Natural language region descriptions
>>

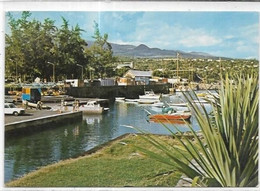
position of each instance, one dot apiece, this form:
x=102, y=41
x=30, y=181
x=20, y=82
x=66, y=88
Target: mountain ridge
x=143, y=51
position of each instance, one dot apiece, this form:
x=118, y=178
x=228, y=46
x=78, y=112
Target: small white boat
x=201, y=100
x=92, y=107
x=38, y=105
x=179, y=104
x=120, y=98
x=158, y=104
x=146, y=101
x=150, y=95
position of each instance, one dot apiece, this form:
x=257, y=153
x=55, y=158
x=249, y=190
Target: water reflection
x=29, y=152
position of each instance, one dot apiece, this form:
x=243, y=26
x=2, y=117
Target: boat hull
x=173, y=121
x=170, y=116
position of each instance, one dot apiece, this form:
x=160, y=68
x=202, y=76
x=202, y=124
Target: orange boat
x=171, y=116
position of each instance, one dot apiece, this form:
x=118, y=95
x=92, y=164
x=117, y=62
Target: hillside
x=143, y=51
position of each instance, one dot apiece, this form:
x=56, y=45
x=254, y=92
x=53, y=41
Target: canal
x=26, y=153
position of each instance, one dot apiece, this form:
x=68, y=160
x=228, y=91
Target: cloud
x=194, y=40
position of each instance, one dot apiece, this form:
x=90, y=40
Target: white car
x=10, y=108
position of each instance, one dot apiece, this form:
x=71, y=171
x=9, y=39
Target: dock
x=39, y=120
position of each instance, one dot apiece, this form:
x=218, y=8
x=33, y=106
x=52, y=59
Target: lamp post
x=81, y=70
x=53, y=71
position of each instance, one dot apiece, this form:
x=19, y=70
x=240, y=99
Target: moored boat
x=92, y=107
x=146, y=101
x=150, y=95
x=171, y=116
x=173, y=121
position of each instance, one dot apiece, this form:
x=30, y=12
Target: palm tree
x=226, y=153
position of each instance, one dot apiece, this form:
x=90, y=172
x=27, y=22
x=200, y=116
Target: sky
x=223, y=34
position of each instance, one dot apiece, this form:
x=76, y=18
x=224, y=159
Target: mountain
x=143, y=51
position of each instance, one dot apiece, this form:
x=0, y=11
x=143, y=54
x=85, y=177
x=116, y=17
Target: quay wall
x=110, y=92
x=42, y=122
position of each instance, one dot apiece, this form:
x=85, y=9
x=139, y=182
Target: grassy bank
x=118, y=164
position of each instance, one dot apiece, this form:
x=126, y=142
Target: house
x=140, y=77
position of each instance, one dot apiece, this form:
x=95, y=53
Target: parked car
x=11, y=109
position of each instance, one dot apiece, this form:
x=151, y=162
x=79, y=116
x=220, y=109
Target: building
x=140, y=77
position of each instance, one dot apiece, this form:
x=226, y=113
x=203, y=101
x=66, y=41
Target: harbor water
x=29, y=152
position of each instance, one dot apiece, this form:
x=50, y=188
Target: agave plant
x=226, y=155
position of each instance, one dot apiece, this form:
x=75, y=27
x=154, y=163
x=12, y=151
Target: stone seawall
x=42, y=122
x=110, y=92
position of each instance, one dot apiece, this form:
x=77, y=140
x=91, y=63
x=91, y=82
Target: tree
x=101, y=54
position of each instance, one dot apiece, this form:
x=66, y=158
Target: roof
x=137, y=73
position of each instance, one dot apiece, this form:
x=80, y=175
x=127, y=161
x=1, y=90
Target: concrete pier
x=42, y=122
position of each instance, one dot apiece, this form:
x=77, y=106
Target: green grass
x=116, y=165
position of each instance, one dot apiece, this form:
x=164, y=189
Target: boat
x=38, y=105
x=158, y=104
x=150, y=95
x=178, y=104
x=171, y=116
x=146, y=101
x=120, y=98
x=201, y=101
x=168, y=113
x=92, y=107
x=174, y=121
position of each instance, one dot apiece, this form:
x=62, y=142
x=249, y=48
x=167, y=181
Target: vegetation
x=116, y=165
x=227, y=155
x=32, y=47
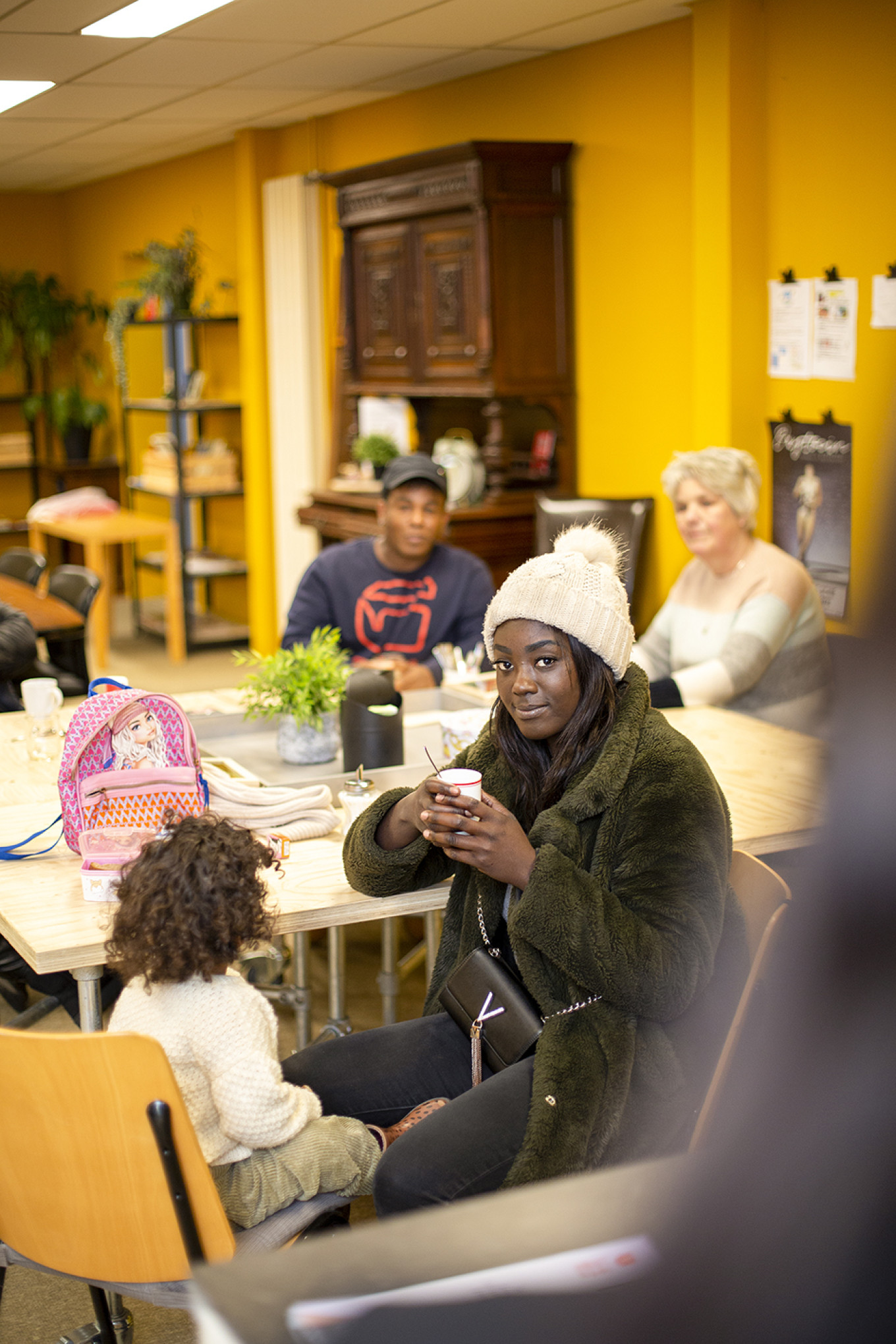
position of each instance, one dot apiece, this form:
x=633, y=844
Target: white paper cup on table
x=469, y=782
x=41, y=697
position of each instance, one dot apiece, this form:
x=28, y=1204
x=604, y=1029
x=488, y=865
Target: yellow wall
x=714, y=152
x=832, y=200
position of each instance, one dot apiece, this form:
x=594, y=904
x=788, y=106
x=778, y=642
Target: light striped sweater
x=752, y=640
x=221, y=1039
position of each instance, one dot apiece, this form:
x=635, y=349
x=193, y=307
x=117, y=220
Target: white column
x=296, y=368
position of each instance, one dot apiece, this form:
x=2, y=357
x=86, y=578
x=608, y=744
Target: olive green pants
x=333, y=1154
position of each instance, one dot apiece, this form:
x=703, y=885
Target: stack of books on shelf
x=209, y=467
x=15, y=450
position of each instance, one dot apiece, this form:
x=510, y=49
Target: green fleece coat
x=629, y=900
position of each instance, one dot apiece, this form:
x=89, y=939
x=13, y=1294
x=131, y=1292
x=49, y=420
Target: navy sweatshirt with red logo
x=381, y=612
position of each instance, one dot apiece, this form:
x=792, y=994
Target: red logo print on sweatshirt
x=390, y=600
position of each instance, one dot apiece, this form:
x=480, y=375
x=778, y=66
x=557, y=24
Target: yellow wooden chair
x=764, y=898
x=102, y=1178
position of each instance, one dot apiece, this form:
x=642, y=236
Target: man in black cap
x=399, y=595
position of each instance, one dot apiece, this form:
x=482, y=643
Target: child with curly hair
x=187, y=906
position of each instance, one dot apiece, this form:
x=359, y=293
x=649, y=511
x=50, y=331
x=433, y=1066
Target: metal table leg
x=433, y=925
x=302, y=991
x=389, y=979
x=89, y=1001
x=337, y=1023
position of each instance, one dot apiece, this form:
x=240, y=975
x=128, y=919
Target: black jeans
x=464, y=1150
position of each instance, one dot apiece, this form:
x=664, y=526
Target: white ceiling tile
x=188, y=63
x=314, y=104
x=638, y=14
x=49, y=57
x=298, y=20
x=340, y=67
x=119, y=134
x=24, y=177
x=466, y=63
x=473, y=23
x=20, y=132
x=227, y=104
x=65, y=158
x=55, y=15
x=89, y=101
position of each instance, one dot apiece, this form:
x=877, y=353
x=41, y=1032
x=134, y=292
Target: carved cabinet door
x=452, y=293
x=382, y=260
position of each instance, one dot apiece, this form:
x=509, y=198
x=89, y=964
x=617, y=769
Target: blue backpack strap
x=6, y=850
x=108, y=683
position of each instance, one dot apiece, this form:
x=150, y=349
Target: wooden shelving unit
x=200, y=565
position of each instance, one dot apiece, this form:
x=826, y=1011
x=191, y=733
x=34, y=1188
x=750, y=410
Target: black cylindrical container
x=372, y=726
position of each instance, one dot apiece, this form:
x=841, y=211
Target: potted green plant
x=376, y=450
x=73, y=416
x=302, y=688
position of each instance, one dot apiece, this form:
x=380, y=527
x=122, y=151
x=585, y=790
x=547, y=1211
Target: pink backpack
x=130, y=776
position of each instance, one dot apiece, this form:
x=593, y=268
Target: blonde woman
x=743, y=624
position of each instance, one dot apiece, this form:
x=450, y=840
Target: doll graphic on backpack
x=129, y=757
x=137, y=740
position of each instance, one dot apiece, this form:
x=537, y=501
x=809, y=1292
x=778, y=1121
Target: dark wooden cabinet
x=456, y=295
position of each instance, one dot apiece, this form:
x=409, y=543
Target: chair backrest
x=76, y=585
x=82, y=1188
x=764, y=898
x=22, y=564
x=627, y=518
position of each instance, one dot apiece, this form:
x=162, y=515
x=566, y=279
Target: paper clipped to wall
x=812, y=328
x=883, y=301
x=835, y=311
x=790, y=328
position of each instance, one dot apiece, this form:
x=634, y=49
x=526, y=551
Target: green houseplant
x=302, y=688
x=376, y=450
x=73, y=416
x=171, y=281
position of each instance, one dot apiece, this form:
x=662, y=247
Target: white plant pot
x=304, y=745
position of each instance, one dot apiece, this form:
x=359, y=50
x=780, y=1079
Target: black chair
x=77, y=587
x=23, y=565
x=627, y=518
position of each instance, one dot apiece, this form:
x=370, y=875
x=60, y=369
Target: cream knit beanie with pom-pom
x=575, y=589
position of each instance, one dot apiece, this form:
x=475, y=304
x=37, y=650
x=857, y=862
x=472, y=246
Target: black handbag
x=491, y=1005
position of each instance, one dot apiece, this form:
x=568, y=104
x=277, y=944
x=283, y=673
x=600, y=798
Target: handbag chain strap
x=493, y=952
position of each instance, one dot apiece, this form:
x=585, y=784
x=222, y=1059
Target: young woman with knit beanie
x=597, y=863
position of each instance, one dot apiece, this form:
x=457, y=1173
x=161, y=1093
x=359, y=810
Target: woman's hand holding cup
x=491, y=839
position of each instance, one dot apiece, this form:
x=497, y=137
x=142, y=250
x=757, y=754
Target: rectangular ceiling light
x=14, y=92
x=150, y=18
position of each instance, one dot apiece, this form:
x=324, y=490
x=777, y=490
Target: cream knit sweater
x=221, y=1039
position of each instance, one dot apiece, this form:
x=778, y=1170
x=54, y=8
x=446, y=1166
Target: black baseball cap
x=414, y=467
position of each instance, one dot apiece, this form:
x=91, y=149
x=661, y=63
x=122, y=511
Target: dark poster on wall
x=812, y=503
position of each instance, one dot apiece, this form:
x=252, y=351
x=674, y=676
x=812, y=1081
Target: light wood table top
x=46, y=613
x=771, y=778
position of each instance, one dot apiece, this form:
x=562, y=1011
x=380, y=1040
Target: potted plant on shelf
x=42, y=327
x=73, y=416
x=302, y=688
x=169, y=285
x=376, y=450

<<

[Prompt] Begin at the line above that has "x=86, y=578" and stop after the line that has "x=664, y=526", copying each line exactly and adding nothing else.

[Task solution]
x=86, y=578
x=608, y=744
Target: olive green pants
x=333, y=1154
position of each instance, one dot apiece, this form:
x=703, y=885
Target: stack of books on shelf
x=209, y=467
x=15, y=450
position of each instance, one dot apiece, this form:
x=510, y=49
Target: green fleece coat
x=629, y=900
position of each instance, one dot apiece, this form:
x=89, y=939
x=13, y=1294
x=131, y=1292
x=49, y=420
Target: navy sweatshirt with red logo
x=381, y=612
position of each instance, one dot apiece, this form:
x=792, y=994
Target: red logo print on sweatshirt
x=390, y=600
position of each instance, one dot apiece, this form:
x=480, y=375
x=778, y=66
x=557, y=24
Target: yellow wooden chair
x=764, y=898
x=102, y=1178
position of each instance, one dot apiece, this form:
x=642, y=236
Target: man in black cap
x=399, y=595
position of each instance, one dot apiece, this form:
x=482, y=643
Target: child with curly hair
x=187, y=906
position of each instance, one dot apiece, this form:
x=359, y=293
x=649, y=511
x=50, y=331
x=433, y=1066
Target: metal table leg
x=433, y=925
x=302, y=991
x=389, y=979
x=89, y=1001
x=337, y=1023
position of each instance, one dot apiece, this form:
x=240, y=975
x=128, y=919
Target: black jeans
x=464, y=1150
position of each instance, one dot apiece, this form:
x=664, y=526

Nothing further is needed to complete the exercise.